▸ **What you have to do**
Copy each of the following records word for word, keeping every line as it is.

● ● ●

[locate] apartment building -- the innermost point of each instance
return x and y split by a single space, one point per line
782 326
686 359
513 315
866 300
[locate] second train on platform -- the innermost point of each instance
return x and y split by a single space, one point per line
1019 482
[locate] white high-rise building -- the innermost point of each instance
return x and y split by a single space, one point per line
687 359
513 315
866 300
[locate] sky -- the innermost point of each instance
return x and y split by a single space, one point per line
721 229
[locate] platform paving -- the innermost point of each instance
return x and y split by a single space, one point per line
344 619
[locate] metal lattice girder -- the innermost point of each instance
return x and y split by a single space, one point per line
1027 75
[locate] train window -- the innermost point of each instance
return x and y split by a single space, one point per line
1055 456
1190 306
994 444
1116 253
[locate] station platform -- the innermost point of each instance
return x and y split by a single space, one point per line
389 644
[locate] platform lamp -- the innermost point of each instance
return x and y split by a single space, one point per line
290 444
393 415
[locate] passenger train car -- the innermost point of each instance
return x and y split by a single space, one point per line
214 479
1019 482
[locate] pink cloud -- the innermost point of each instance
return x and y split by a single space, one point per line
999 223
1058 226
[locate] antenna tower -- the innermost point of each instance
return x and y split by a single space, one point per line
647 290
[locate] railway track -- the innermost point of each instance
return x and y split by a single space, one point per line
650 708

● ● ●

▸ **Solution to the exercise**
[locate] apartment building -- the innermost point of each instance
return x and y split by a single space, one point per line
782 326
686 359
513 315
866 300
[locate] second train on platform -- the innermost point of each instance
return x and y split by a single space, one point per line
1019 482
[locate] white high-rise building -- the innermost point of each instance
return x and y split by a single space, one point per line
687 359
513 315
866 300
[locate] sky -- the innermost point of each instance
return x and y split by a single space, one point per line
721 229
[locate] platform paving -- the innermost point of each instance
return x and y split by a single space, one point per line
344 619
[locate] metal lattice girder -- the innermost point of each instance
return x and y split by a single space, one point per line
1027 75
[locate] train window -- the innermost point of each instance
return x and y split by a single space, one point per line
1055 456
1190 306
994 444
1116 253
[locate] station platform -- the innermost point of each instance
return x and y split by a single space, one point per line
389 644
[locate] platform lamp -- the innermost point of each instance
return x and y split by a single space, one point per line
290 444
393 415
[locate] passenger train car -- the innermost point of each instance
return x and y split by a single space, one point per line
214 479
1019 482
[locate] pink cloud -- the innermost point of each instance
return x and y split by a single space, one point per line
999 223
1058 226
[locate] antenna tower -- the innermost point of each instance
return x and y split by a single space, one point per line
647 290
[locate] railway track -- the innermost point of each instance
return x and y split by a single space, one point per line
650 708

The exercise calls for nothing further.